▸ Request: Give the data a second time, exactly and in full.

▸ Data in this exercise:
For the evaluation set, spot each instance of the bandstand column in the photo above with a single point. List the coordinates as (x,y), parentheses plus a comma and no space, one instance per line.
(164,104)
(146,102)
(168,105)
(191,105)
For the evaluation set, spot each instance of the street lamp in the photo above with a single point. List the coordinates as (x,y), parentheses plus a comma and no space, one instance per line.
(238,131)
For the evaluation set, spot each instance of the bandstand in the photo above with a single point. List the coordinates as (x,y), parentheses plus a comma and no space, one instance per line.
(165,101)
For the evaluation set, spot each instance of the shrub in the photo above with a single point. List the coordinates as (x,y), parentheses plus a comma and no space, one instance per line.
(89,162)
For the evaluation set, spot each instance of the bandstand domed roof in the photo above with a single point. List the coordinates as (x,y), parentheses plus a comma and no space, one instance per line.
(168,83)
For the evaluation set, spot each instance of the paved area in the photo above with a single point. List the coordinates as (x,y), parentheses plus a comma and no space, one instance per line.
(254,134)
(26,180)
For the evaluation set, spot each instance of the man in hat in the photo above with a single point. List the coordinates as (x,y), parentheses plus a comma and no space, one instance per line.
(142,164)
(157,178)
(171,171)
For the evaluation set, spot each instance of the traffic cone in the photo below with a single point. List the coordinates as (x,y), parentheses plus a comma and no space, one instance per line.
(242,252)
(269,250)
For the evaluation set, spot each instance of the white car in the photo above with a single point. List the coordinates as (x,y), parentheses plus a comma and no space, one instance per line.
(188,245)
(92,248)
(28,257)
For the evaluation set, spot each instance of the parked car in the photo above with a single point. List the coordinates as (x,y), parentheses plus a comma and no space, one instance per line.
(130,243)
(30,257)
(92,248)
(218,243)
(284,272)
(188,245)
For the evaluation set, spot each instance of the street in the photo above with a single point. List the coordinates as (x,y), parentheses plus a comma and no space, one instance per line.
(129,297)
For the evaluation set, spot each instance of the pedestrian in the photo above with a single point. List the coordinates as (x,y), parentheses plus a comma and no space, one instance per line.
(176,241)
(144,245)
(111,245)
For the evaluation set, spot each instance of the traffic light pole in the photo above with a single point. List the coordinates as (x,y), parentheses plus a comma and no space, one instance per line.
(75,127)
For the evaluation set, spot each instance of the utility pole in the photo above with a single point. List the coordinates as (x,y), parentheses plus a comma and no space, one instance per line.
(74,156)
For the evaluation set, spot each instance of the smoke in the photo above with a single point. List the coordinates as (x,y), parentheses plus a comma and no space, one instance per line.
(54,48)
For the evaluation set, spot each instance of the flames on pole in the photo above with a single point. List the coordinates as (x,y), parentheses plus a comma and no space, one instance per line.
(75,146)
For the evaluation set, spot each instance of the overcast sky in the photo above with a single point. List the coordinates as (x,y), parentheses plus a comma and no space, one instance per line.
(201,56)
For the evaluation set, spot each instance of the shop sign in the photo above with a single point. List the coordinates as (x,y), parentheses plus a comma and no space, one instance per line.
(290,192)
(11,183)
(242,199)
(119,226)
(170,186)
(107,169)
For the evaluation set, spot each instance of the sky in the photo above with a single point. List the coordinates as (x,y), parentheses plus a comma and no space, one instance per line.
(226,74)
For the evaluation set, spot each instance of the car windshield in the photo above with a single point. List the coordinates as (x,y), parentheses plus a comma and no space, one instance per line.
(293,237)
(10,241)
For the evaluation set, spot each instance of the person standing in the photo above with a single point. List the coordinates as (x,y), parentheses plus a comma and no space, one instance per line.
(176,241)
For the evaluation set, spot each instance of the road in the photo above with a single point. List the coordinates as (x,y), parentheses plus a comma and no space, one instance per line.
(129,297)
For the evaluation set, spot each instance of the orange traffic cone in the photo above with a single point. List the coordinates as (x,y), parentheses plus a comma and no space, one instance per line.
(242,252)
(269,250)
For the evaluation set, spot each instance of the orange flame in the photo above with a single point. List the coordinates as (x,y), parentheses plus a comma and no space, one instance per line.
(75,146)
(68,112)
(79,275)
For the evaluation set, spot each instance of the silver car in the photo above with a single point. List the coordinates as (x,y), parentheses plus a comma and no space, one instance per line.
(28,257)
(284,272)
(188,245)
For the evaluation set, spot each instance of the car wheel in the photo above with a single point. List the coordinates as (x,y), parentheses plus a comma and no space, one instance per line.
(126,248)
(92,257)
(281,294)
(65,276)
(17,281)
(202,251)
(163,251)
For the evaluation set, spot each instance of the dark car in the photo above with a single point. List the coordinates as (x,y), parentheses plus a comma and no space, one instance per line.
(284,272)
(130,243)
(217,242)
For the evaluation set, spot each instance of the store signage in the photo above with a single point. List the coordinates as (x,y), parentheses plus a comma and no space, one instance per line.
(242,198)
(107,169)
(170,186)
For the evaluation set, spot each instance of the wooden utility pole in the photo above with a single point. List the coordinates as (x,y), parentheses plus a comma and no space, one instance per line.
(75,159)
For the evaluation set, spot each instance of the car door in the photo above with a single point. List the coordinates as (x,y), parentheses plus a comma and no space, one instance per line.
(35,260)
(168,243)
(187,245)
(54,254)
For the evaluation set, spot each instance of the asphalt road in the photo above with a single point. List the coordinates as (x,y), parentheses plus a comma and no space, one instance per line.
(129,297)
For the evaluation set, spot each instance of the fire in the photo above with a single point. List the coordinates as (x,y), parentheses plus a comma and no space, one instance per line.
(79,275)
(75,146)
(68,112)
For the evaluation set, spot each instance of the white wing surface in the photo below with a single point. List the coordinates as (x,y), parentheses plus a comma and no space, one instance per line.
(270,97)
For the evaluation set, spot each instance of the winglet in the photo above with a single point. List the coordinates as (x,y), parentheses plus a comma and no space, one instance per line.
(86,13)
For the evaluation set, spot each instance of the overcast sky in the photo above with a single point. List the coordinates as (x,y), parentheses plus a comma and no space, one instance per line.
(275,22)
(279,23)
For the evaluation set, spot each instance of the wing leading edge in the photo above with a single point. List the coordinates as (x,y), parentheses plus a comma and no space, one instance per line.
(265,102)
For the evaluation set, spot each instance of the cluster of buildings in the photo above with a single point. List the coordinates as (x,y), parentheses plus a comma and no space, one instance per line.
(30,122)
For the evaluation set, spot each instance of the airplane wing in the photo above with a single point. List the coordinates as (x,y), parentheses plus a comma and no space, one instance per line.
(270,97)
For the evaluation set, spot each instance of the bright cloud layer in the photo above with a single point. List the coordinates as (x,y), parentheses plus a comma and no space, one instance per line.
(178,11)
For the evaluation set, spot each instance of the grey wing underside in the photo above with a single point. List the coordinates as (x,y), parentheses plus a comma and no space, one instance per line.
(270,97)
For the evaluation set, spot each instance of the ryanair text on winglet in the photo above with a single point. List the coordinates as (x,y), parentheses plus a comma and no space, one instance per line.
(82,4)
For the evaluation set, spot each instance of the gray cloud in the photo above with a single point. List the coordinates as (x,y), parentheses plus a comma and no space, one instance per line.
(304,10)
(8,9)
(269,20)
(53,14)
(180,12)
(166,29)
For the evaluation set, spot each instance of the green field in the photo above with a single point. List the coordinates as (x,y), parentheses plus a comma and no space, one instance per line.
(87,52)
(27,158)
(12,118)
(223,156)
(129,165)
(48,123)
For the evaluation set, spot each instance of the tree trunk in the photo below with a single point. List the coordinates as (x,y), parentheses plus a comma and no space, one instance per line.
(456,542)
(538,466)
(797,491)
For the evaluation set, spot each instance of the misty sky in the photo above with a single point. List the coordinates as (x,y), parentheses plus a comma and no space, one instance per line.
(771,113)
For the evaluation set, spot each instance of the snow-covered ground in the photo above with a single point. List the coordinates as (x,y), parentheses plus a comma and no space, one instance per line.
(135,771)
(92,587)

▸ Full response:
For the evaluation set, spot each instance of the bandstand column in the photo above with a single point. List the coordinates as (x,y), parentheses plus a comma and no space, one instance per line.
(164,104)
(146,102)
(168,105)
(191,105)
For the evaluation set, spot each instance of the street lamp in the photo above with a single point. List the coordinates as (x,y), parentheses plus a comma and no space, one instance per line.
(238,131)
For the evaluation set, spot each instance of the bandstand in the photo above with a single point. List the coordinates as (x,y), parentheses plus a comma and no space, one instance per line.
(165,101)
For the evaluation set, spot each instance of the shrub in the photo above with a single point. List the coordinates as (x,y), parentheses plus a comma and no space, one instance per line.
(89,162)
For the evaluation set, spot each instance of the bandstand domed roof in the photo above with a single point. List the coordinates as (x,y), parentheses plus a comma and no space, one instance per line.
(168,83)
For the evaluation set, spot each instance of the paved area in the photo above with a single point. List the coordinates as (x,y), parentheses plus a comma and no space, one instance per line.
(254,134)
(26,180)
For the evaluation set, spot each instance of the man in hat in the photo above with a single point. List the coordinates as (x,y), parentheses plus a comma and no space, one instance per line.
(142,164)
(157,178)
(171,171)
For the evaluation set, spot each instance of the traffic cone in the photo below with a single point. List the coordinates as (x,y), parentheses plus a comma and no space, one instance per line.
(242,252)
(269,250)
For the evaluation set, spot each instance of the white car in the photo above with a single point. List the coordinates as (x,y), parentheses plus a comma and no space, one instance per line.
(188,245)
(92,248)
(28,257)
For the evaluation set, spot each instance of the parked car in the photo above with a single point. List the coordinates as (x,y), parentheses plus a comma and no space, one instance per line.
(130,243)
(30,257)
(92,248)
(218,243)
(284,272)
(188,245)
For the evaluation set, spot each instance of the street in the photo above with a single point. List the coordinates as (x,y), parentheses plus a comma and no space, one instance per line.
(129,297)
For the evaluation set, spot each instance of the pedestrian in the photo above with a single point. List the coordinates as (x,y), parentheses plus a comma and no space, one instance per line.
(176,241)
(144,245)
(111,245)
For the evaluation set, spot each instance of the traffic light pole in the photo above with a single point. List the coordinates as (x,y), parentheses plus a comma and no space, one instance per line.
(75,127)
For the evaluation set, spot each instance of the utility pole in the photo above with a single point. List the coordinates as (x,y), parentheses plus a comma and no space, one instance per line.
(74,156)
For the evaluation set, spot each instance of the smoke in the photo above with a single point. List the coordinates as (x,y), parentheses plus a comma and no space, one instance per line.
(54,48)
For the evaluation set, spot each instance of the flames on pole in the photo above with a single point. List the coordinates as (x,y), parentheses plus a comma and no space, one instance per line.
(75,146)
For the evaluation set, spot each instance of the overcast sky in the photo above with a single point. List the coordinates as (x,y), parentheses plus a comma and no space, one instance per line.
(201,56)
For the evaluation set, spot each instance of the shop sign in the photo above with a single point. List the coordinates as (x,y), parentheses plus a comma and no space, one instance per line.
(290,192)
(11,183)
(242,199)
(119,226)
(170,186)
(107,169)
For the evaluation set, spot each instance of the sky in the photo above with a single point. List the coordinates as (x,y), parentheses plus a comma and no space, one instance per line.
(226,74)
For the evaluation set, spot each instance of the car windshield in the photo above with a single point. List the coordinates as (x,y), parentheses plus a comma and no space, one instance per line.
(293,237)
(10,241)
For the evaluation set, spot each instance of the person standing in the photo above with a single point. List the coordinates as (x,y), parentheses plus a comma and no space, one instance per line.
(176,241)
For the evaluation set, spot each instance of the road in the photo above with a single point. List the coordinates as (x,y), parentheses plus a comma and no space, one instance per line.
(129,297)
For the evaluation set, spot each instance of the orange traffic cone in the photo above with a single point. List the coordinates as (x,y), parentheses plus a comma and no space, one instance per line.
(242,252)
(269,250)
For the evaluation set, spot each instance of the orange flame in the photo above with a single point. List the coordinates as (x,y), parentheses plus a comma and no space, one instance per line.
(75,146)
(68,112)
(79,275)
For the evaluation set, spot each instance of the silver car in the photo above with a single point. List the coordinates as (x,y), parentheses plus a comma and no space, one instance per line.
(28,257)
(284,272)
(188,245)
For the evaluation set, spot each instance of the car wheel in the photo above with a single point. List the coordinates as (x,y), parentheses plus a comma and no space, one instance per line.
(126,248)
(92,257)
(281,294)
(65,276)
(17,281)
(202,251)
(163,251)
For the evaluation set, spot each instance of the dark car in the photo above with a single point. List the coordinates as (x,y), parentheses plus a comma and no space, one instance per line.
(284,272)
(130,243)
(217,242)
For the evaluation set, spot each instance of the store signage in the photo above with a single point. List the coordinates as (x,y), parentheses plus a comma and no space, one instance per line.
(242,198)
(107,169)
(170,186)
For the evaluation set, spot each instance of the wooden utility pole in the photo above with a single point. List the coordinates as (x,y), parentheses plus a comma and no space, one instance per line.
(75,159)
For the evaluation set, spot each instance of the car door in the photo above with a single point. List the coordinates as (x,y), parentheses plus a comma and no space, one instance per line.
(35,260)
(168,243)
(187,245)
(54,254)
For the evaluation set, spot each instance of the asphalt road in the photo above with a single point. List the coordinates as (x,y), parentheses plus a comma and no space, one instance per line.
(129,297)
For the evaluation set, spot each instance of the fire in the photo above with a single point. List the coordinates as (x,y), parentheses plus a comma and no space, one instance per line.
(79,275)
(75,146)
(68,112)
For the evaluation set, spot each instance of the white wing surface in the photo below with a single point. List the coordinates as (x,y), parentheses plus a comma and no space, one instance per line.
(270,97)
For the evaluation set, spot each instance of the winglet in the photo above with a single point. List the coordinates as (x,y), parentheses plus a comma and no space, one instance per line.
(86,13)
For the evaluation set, spot each instance of the overcast sky in the photo above with a single point. List the coordinates as (x,y), parentheses plus a comma and no space, one instance per line.
(275,22)
(279,23)
For the evaluation set, spot each instance of the wing leading edge in the photo above with a single point. List the coordinates as (x,y), parentheses plus a comma and no space, one instance per line.
(265,102)
For the evaluation set, spot each instance of the cluster of buildings in the photo above with a single point. List the coordinates as (x,y), parentheses plus a comma and no space, one instance per line.
(30,122)
For the evaluation set, spot each instance of the airplane wing in the photo above with a single point. List the coordinates as (x,y), parentheses plus a comma and no space, one instance per line.
(270,97)
For the evaluation set, spot each instance of the bright cloud layer in the photo above with a single point. List the coordinates as (x,y), parentheses plus a comma and no space, one instance per line.
(178,11)
For the evaluation set, spot each instance of the grey wing underside in the photo above with a single point. List the coordinates as (x,y), parentheses plus a comma and no space, one instance per line.
(270,97)
For the evaluation set, spot each instance of the ryanair text on winglet in the photo above with a single point. List the coordinates as (x,y), parentheses plus a comma and no space, one instance per line.
(82,4)
For the evaluation set, spot each instance of the gray cloud in the photo above with a single point. List the coordinates as (x,y), parentheses plus a comma and no space, one instance per line.
(304,10)
(8,9)
(269,20)
(53,14)
(180,12)
(166,29)
For the evaluation set, spot each instance of the green field in the photo above with a single point. List the coordinates as (x,y), parentheses plus a comma and no space, one instance per line.
(87,52)
(27,158)
(12,118)
(223,156)
(129,165)
(48,123)
For the evaluation set, spot each instance of the tree trunk in the photo below with a single point. List the coordinates as (x,y), parentheses plus a comma and no space, one instance per line.
(456,542)
(538,466)
(797,491)
For the evaluation set, spot each instance of the misty sky in the photo above with a single point. List the coordinates as (x,y), parentheses plus a comma and no space, one instance per line.
(771,113)
For the evaluation set, spot each instance of the snow-covered ground in the photo above with a single point. List the coordinates as (x,y), parentheses plus a comma and no space, one instance per line.
(135,771)
(92,587)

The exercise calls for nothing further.